(Given data):
-*-*-

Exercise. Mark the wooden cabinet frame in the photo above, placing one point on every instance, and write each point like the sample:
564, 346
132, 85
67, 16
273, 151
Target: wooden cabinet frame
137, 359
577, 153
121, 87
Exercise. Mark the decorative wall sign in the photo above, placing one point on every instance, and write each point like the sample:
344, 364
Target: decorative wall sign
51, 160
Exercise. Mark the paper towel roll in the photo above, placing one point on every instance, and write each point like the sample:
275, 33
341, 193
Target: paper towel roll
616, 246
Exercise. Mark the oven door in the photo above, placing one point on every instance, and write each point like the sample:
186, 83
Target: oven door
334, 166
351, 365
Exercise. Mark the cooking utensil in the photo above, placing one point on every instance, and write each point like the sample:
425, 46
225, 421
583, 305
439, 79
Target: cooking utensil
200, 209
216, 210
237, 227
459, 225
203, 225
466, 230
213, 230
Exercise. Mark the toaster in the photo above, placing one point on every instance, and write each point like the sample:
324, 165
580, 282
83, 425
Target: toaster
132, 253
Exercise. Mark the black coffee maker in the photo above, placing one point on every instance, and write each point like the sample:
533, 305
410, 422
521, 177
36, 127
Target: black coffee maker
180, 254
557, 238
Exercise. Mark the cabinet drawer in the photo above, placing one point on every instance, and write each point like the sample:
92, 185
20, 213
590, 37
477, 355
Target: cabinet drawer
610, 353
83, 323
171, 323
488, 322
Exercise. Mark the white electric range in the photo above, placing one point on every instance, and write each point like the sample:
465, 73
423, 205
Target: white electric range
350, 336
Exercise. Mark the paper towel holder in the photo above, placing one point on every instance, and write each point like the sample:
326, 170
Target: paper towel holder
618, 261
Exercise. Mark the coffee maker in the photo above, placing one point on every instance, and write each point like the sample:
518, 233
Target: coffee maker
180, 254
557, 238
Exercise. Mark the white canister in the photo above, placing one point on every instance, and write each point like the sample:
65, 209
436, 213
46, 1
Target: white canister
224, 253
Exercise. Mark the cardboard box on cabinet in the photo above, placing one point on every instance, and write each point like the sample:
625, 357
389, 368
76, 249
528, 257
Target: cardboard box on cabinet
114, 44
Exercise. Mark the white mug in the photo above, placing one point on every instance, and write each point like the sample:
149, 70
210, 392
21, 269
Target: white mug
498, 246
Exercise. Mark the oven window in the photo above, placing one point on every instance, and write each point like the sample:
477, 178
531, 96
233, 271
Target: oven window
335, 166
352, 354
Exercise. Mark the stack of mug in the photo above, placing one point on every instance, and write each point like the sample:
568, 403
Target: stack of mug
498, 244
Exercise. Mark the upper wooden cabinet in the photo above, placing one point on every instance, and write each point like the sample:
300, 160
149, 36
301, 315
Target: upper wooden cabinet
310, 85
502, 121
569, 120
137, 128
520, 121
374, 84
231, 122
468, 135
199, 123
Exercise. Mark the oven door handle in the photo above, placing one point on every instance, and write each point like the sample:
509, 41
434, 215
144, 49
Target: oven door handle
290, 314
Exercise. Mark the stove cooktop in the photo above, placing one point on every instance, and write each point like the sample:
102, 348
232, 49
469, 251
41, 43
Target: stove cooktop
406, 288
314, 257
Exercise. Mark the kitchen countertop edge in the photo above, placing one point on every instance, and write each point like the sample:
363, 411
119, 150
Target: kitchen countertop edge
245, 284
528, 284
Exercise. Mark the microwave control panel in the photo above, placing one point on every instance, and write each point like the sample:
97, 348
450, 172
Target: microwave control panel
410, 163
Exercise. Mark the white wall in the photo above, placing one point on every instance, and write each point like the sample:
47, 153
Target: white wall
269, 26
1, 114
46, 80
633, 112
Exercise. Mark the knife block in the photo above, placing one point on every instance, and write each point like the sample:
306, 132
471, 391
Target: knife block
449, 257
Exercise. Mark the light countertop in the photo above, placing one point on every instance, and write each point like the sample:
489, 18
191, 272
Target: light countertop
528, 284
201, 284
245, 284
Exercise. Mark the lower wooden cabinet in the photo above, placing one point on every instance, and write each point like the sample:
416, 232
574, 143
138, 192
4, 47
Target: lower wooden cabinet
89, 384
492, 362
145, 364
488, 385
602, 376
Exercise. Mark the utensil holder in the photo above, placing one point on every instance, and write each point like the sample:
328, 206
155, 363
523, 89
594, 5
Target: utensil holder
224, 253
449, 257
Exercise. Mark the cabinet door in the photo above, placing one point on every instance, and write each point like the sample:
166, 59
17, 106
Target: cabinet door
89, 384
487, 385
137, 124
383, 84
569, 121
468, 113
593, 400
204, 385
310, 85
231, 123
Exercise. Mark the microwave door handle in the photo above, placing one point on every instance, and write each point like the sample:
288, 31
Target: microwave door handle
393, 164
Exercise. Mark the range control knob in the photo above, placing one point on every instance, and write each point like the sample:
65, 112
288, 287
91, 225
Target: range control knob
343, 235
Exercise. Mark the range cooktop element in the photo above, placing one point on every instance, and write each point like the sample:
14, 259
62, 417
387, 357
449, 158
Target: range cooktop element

-*-*-

(Task requirements): Give again, word for word, every line from the one holding "Exercise. Mark the kitchen" to the end of the data.

(Task solution):
Exercise. Mark the kitchen countertop edge in the photo above, placing one point on every instance, and write each point like the sample:
363, 411
119, 150
Target: kitchen countertop edge
245, 284
528, 284
Exercise. Mark the microwave control panel in the photo above, placing one point on every instance, and write each point like the sample:
97, 348
450, 172
Target: microwave control panel
410, 163
Exercise. Mark the white wall in the photo above, placing one point on every instance, and write each point like the sample:
47, 153
Target: white wall
269, 26
1, 114
46, 80
633, 112
Exercise. Mark the knife block in the photo above, placing one point on every instance, and write each point like the sample:
306, 132
471, 391
Target: knife block
449, 257
Exercise. Mark the light countertop in the photo above, placing one point on every instance, and write each point like the sample:
489, 18
191, 272
Target: light countertop
528, 284
201, 284
245, 284
Exercise. Mark the lower wooden cabinet in the photo above, placing one point on every instance, and write each point like the sample:
416, 232
574, 143
138, 192
4, 47
Target: lower wooden cabinet
89, 384
492, 362
145, 364
488, 385
602, 376
Exercise. Mark the utensil holder in the photo above, placing one point on every instance, and write each point like the sample:
328, 206
155, 363
523, 89
594, 5
Target: utensil holder
224, 253
449, 257
Exercise. Mark the cabinet door in the photo above, placing one point on every instance, and write each point like the sample:
166, 59
17, 106
Target: cabinet door
89, 384
487, 385
137, 124
383, 84
569, 121
468, 113
593, 400
204, 385
310, 85
231, 123
Exercise. Mark the microwave door handle in the photo above, placing one point on every instance, and write each point like the sample:
288, 31
Target: microwave door handle
393, 164
Exercise. Mark the range control knob in the photo above, placing one point on every instance, and write each point like the sample:
65, 112
288, 287
91, 225
Target: range control knob
343, 235
Exercise. Mark the range cooktop element in the photo above, placing one point on every instance, and write each point like the sample:
14, 259
62, 417
387, 357
449, 158
Target: range cooktop element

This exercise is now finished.